## start EXERCISE INPUT

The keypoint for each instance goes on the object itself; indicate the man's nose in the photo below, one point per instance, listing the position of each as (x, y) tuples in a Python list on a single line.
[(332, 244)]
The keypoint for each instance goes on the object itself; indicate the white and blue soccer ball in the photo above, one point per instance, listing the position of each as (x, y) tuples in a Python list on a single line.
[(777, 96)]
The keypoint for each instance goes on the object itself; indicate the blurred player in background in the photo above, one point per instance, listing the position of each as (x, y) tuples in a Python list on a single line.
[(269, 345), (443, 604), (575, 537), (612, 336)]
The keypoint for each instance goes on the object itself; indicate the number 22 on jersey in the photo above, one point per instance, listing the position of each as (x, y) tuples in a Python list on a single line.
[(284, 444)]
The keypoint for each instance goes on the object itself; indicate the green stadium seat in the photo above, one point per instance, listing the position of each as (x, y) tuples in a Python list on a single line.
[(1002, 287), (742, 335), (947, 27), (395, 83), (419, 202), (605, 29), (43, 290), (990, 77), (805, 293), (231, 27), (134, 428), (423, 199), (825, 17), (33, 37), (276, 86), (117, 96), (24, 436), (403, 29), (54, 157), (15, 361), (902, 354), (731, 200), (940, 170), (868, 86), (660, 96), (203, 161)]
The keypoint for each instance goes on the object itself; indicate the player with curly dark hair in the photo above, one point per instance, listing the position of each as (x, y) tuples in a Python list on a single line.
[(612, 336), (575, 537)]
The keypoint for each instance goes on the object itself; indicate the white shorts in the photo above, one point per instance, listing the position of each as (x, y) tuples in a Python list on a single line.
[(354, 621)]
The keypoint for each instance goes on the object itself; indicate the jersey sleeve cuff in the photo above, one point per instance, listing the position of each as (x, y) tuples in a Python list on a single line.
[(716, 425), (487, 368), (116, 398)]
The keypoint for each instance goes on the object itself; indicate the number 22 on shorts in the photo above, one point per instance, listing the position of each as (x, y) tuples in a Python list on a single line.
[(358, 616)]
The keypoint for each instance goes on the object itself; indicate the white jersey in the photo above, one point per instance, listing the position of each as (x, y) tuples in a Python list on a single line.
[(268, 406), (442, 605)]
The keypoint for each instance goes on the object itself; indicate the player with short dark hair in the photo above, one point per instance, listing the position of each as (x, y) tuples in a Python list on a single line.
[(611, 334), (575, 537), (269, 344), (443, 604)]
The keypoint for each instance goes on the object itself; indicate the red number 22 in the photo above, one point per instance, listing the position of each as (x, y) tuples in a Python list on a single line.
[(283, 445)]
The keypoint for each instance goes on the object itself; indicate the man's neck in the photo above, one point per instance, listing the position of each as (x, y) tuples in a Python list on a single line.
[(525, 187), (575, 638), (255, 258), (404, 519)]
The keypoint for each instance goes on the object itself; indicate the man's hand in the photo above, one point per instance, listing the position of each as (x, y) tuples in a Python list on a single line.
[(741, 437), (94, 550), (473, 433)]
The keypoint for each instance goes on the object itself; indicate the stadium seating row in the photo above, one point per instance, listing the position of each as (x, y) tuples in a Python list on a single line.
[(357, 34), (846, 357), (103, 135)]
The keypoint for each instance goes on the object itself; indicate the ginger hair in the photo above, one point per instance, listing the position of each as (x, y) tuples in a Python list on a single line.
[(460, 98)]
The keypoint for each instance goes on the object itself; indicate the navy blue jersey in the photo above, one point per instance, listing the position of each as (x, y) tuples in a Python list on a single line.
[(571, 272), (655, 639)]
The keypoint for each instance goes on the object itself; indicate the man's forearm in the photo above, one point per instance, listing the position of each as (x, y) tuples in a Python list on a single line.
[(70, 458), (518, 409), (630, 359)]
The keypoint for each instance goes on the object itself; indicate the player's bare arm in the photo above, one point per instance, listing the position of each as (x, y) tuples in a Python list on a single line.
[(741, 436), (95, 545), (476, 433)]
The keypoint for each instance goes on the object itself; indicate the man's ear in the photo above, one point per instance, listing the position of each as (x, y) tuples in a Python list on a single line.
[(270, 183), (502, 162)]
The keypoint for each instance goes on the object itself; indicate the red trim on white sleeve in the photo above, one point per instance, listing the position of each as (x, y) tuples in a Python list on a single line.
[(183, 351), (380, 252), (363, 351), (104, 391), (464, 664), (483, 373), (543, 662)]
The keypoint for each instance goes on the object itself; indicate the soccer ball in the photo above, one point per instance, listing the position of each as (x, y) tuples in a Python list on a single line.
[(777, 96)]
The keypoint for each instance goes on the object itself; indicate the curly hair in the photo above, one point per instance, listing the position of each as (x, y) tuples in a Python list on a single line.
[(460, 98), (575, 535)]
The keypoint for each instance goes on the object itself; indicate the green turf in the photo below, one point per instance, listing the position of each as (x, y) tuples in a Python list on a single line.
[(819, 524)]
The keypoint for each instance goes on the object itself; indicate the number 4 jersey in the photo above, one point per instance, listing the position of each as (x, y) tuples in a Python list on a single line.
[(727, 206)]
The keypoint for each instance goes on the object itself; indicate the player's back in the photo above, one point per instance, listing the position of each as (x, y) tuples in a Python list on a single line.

## end EXERCISE INPUT

WORK TO DO |
Write out only the lines of the listing from the one containing "22 on jersey" down through the one containing "[(354, 621)]", replacing "curly dark hair" with "short blond hair" and changing nothing else.

WRITTEN RESPONSE |
The keypoint for each instance goes on the object itself; indicate the number 22 on jersey in the photo above, one point per instance, listing the position of each as (x, y) tuples in a Python list on a single line.
[(284, 444)]
The keypoint for each instance goes on the object itself; indicate the green stadium seat in the photo above, one point per instance, listing the position of each as (x, y) tuples in a Python list on a single line.
[(1002, 287), (742, 335), (947, 27), (395, 83), (419, 202), (605, 29), (43, 290), (990, 77), (805, 293), (231, 27), (134, 428), (423, 199), (825, 17), (33, 37), (276, 86), (117, 96), (24, 436), (403, 29), (54, 157), (15, 361), (902, 354), (731, 200), (940, 170), (868, 86), (660, 96), (203, 161)]
The keypoint for each instance goes on the object itself; indicate the player with short blond hair in the photo above, one point per instance, listing the position of each as (x, y) tuples in a Python list on a single line.
[(612, 336), (575, 537)]
The keypoint for each instance goes on the object itself; indicate the white shorts in the photo above, one point per instance, listing the position of each as (x, y) tuples in a Python list on a single line.
[(354, 621)]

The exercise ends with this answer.